• _Aim of the task_
Write out the stretch of entries below, from the start through the line containing "[(345, 545), (592, 113)]", as a numbered list with blank lines omitted.

[start]

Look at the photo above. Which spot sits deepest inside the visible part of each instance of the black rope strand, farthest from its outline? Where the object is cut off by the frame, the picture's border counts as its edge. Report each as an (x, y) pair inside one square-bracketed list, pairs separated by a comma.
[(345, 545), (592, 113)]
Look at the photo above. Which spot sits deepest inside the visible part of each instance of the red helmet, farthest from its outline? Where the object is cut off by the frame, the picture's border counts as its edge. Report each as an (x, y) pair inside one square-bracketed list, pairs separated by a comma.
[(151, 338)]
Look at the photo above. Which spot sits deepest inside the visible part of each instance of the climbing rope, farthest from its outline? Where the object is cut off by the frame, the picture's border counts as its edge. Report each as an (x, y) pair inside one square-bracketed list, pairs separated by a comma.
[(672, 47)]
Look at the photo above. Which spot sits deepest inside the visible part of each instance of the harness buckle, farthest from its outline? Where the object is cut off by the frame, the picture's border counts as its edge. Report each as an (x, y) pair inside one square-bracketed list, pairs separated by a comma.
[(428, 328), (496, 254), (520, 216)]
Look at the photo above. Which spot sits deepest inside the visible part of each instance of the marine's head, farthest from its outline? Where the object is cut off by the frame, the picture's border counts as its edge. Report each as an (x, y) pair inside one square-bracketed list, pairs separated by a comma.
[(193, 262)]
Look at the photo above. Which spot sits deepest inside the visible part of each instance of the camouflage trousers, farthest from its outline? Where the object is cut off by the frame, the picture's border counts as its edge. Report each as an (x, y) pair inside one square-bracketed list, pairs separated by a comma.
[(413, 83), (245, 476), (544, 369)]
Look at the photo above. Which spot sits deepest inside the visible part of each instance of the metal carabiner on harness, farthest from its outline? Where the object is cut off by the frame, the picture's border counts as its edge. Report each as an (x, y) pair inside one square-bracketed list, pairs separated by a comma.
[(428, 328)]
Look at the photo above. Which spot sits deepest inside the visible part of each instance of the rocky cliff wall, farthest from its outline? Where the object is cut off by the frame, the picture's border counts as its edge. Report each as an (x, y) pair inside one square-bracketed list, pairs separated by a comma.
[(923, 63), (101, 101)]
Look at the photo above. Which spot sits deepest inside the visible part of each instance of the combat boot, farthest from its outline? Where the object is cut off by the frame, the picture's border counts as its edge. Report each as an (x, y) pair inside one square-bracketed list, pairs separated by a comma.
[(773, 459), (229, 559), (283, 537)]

[end]

• _Response below_
1. Look at the photo above. Which spot sits deepest inside the visible part of each instance of the black rope strand, farthest from its outline? Where the object is cut off by the frame, the picture's border counts as its edge. Report each as an (x, y) pair inside one square-bracketed list, pairs separated by a comma.
2. [(345, 545), (592, 113)]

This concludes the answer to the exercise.